▶ Study questions
a) Answer these from the excerpt on Turkey's pandemic restrictions:
(i) On what date did Erdogan lead the first Friday prayer at the Hagia Sophia?
(ii) In which city did police disperse women protesting femicides on July 21?
(iii) How much was Mehmet Akat fined?
b) Please repeat the excerpt on Turkey's pandemic restrictions from "In sharp contrast, Erdogan" up to and including "truncheons or kicks.".

** Opening Source document block **

In sharp contrast, Erdogan led a crowded and high-profile ceremony in eastern Turkey only a few days earlier to mark the anniversary of a 11th century battle that paved the way for Turkish settlement in Anatolia and the subsequent rise of the Ottoman Empire. Similarly, the pandemic did not stop nationwide events July 15 to mark Ankara’s suppression of the 2016 coup attempt. 

Perhaps the most striking gathering was the first Friday prayer that Erdogan led at the Hagia Sophia in Istanbul July 24 after reconverting the Byzantine edifice from museum to mosque. Hundreds of people flocked to the square outside, many of them mobilized by the ruling Justice and Development Party (AKP). Though ecstatic men scrambling to reach the square overpowered the police barrier, there were no truncheons or kicks.

Clearly, the enforcement of pandemic measures has become a means of political discrimination, but worse, many in Turkey are convinced that the AKP is using the restrictions to advance an ideological war in line with its Islamist-rooted vision for the country.

“The government has shown its true colors,” CHP head Selin Sayek Boke told Al-Monitor. According to Boke, the AKP “has defined like-minded people as ‘us’ and everyone else as an enemy” as part of a quest to build “a new regime against the core tenets of the Republic,” demonstrating that “it will not hesitate to use any means to that end, including violence.”

Boke took up Erdogan’s Aug. 31 visit to Giresun, a Black Sea city hit by deadly floods, where he addressed hundreds of supporters in what amounted to a political rally. “This speaks volumes about the regime,” she said. “The government is prepared to do anything [to cling to power]. … It is prepared to instrumentalize even the coronavirus pandemic.”

Since lockdowns were lifted June 1, the government has banned all opposition demonstrations on the grounds of curbing the contagion and responded harshly to any defiance.

On July 21, for instance, police in the western city of Izmir violently dispersed women demonstrating against a wave of femicides following the gruesome murder of a university student. Protesters were truncheoned, punched and kicked.

The pro-Kurdish People’s Democracy Party (HDP) faced similar treatment during attempted marches in June to protest the government’s seizure of HDP-run local administrations. Participants were also fined for disobeying pandemic rules. Mehmet Akat, co-chair of the HDP branch in the western town of Saruhanli, was one of them. “We were respecting physical distancing rules and wearing face masks,” he told Al-Monitor. “The police intervened on the grounds of the pandemic and detained 10 of us, locking us in a small vehicle. It was in that vehicle that I faced the coronavirus threat, not during the march,” he said, adding that he was fined 1,000 Turkish liras ($136).

** Closing Source document block **
** Opening Material supplied block **

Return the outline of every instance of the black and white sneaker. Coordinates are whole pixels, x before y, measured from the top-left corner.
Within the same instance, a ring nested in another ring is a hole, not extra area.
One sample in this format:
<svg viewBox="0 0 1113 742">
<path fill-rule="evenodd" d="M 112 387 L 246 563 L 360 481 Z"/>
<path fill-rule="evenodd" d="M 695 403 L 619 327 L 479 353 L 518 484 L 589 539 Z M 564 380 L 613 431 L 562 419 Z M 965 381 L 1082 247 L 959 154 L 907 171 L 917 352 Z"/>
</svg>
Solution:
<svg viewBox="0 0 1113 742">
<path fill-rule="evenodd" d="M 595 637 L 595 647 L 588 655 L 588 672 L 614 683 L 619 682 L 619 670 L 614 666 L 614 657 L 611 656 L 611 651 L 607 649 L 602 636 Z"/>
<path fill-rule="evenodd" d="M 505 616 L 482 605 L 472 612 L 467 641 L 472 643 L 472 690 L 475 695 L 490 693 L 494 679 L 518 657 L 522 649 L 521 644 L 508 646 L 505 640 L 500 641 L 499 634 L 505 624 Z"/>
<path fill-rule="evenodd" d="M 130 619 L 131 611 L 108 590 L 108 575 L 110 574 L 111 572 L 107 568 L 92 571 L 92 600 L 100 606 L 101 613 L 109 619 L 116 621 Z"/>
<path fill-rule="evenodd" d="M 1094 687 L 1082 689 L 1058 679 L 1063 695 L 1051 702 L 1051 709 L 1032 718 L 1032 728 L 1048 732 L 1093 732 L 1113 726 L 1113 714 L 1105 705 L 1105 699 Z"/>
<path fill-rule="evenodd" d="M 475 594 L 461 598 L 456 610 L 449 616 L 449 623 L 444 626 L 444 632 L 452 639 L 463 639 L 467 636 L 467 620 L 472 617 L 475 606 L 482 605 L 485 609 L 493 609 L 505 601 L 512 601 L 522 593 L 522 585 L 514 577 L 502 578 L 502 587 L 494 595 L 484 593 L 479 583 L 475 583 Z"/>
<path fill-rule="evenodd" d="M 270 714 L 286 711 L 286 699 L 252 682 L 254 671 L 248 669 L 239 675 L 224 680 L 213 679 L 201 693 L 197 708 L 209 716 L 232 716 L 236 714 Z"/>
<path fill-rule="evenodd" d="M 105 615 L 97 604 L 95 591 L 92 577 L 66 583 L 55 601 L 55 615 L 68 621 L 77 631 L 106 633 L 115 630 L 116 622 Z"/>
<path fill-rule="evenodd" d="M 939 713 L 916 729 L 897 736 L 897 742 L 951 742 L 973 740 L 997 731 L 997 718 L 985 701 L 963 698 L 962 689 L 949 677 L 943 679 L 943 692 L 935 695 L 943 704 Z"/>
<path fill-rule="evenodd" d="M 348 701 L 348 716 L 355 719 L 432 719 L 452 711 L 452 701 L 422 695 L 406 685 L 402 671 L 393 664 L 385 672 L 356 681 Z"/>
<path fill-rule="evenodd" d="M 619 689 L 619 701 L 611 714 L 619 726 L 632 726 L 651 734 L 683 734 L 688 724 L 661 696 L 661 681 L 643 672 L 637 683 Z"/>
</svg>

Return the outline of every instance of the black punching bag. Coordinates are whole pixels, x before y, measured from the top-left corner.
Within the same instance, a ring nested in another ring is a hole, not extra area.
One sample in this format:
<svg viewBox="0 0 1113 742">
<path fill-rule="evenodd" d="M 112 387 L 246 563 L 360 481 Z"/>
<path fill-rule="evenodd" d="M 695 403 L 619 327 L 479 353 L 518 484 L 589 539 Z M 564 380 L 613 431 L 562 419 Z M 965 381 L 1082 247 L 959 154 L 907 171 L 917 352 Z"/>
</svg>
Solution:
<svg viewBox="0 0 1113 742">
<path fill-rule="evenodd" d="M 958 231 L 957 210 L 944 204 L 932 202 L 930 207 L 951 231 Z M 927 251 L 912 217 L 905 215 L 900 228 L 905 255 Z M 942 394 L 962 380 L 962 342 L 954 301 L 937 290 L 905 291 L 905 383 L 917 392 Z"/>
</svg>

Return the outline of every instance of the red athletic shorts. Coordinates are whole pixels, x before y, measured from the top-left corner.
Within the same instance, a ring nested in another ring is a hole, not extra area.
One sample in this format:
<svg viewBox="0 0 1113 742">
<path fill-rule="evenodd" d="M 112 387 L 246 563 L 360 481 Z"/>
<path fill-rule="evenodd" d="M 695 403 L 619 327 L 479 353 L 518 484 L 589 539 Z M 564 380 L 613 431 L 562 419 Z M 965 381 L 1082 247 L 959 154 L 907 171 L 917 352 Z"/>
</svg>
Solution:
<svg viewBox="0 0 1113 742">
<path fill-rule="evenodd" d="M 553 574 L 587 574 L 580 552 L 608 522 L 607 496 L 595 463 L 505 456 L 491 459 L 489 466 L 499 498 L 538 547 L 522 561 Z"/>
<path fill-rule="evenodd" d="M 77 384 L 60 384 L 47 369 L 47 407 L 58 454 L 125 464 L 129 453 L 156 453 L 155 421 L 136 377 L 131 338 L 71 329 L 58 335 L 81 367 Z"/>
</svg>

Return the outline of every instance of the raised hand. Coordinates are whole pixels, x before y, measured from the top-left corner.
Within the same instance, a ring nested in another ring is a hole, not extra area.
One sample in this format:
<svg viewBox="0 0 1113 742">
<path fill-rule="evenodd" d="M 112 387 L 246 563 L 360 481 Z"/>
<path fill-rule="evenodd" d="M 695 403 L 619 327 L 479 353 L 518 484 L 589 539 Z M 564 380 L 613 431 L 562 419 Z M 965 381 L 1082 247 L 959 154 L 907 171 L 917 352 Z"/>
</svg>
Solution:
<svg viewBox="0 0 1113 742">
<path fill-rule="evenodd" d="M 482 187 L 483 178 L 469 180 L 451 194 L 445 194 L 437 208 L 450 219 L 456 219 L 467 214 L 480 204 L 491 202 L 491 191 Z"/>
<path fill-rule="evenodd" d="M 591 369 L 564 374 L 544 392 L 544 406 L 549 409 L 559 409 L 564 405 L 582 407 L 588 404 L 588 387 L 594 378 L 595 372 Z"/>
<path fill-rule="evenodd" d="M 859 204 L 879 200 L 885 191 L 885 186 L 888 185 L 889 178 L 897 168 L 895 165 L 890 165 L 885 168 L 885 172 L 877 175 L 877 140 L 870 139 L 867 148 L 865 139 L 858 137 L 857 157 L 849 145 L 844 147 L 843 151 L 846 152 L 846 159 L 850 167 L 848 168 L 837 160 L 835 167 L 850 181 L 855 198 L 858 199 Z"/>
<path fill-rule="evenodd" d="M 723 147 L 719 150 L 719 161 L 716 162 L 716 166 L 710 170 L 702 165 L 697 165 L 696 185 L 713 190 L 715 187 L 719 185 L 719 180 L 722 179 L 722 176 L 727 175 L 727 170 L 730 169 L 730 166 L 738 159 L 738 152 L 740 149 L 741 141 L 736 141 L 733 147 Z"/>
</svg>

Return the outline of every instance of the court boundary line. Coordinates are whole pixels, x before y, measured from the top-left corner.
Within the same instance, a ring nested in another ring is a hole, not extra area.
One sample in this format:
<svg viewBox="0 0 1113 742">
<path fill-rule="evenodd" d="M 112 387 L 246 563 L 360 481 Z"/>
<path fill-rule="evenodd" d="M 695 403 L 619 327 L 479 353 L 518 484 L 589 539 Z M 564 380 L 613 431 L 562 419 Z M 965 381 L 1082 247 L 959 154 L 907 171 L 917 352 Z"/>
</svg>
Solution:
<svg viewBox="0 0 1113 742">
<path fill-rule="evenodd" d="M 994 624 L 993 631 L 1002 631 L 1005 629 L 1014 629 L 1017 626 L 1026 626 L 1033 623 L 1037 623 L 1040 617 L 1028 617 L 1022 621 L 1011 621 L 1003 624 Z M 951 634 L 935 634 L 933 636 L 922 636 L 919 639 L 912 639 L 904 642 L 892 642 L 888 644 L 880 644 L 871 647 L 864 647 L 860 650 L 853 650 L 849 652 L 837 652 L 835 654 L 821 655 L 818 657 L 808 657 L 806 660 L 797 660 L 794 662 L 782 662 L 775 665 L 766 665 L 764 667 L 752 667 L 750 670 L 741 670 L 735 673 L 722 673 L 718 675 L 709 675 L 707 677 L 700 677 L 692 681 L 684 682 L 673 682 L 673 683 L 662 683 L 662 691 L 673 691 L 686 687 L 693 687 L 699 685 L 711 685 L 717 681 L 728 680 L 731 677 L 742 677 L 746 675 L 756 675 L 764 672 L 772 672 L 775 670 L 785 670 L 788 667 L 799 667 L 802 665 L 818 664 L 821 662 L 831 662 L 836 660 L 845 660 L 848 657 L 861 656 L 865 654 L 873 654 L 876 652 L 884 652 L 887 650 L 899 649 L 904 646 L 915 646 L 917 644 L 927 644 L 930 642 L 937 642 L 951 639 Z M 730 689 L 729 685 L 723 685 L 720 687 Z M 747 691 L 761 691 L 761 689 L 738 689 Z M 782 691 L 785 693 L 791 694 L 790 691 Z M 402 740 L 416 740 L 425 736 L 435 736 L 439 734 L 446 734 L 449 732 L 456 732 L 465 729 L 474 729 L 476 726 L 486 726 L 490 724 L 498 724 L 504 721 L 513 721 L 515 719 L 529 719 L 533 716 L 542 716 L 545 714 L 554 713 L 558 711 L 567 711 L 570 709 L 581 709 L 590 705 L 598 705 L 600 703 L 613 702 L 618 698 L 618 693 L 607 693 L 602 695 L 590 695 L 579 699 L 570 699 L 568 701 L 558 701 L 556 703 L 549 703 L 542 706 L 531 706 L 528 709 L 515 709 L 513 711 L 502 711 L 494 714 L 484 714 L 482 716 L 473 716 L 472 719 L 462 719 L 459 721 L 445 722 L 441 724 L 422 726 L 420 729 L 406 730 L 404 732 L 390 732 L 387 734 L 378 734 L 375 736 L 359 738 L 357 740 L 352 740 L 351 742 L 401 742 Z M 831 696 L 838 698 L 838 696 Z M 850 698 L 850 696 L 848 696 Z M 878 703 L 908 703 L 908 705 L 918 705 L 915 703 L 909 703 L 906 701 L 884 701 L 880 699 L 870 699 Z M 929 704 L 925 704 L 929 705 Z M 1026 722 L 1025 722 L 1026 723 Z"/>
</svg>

** Closing Material supplied block **

▶ Answers for this exercise
a)
(i) July 24
(ii) Izmir
(iii) 1,000 Turkish liras ($136)

b)
In sharp contrast, Erdogan led a crowded and high-profile ceremony in eastern Turkey only a few days earlier to mark the anniversary of a 11th century battle that paved the way for Turkish settlement in Anatolia and the subsequent rise of the Ottoman Empire. Similarly, the pandemic did not stop nationwide events July 15 to mark Ankara’s suppression of the 2016 coup attempt. 

Perhaps the most striking gathering was the first Friday prayer that Erdogan led at the Hagia Sophia in Istanbul July 24 after reconverting the Byzantine edifice from museum to mosque. Hundreds of people flocked to the square outside, many of them mobilized by the ruling Justice and Development Party (AKP). Though ecstatic men scrambling to reach the square overpowered the police barrier, there were no truncheons or kicks.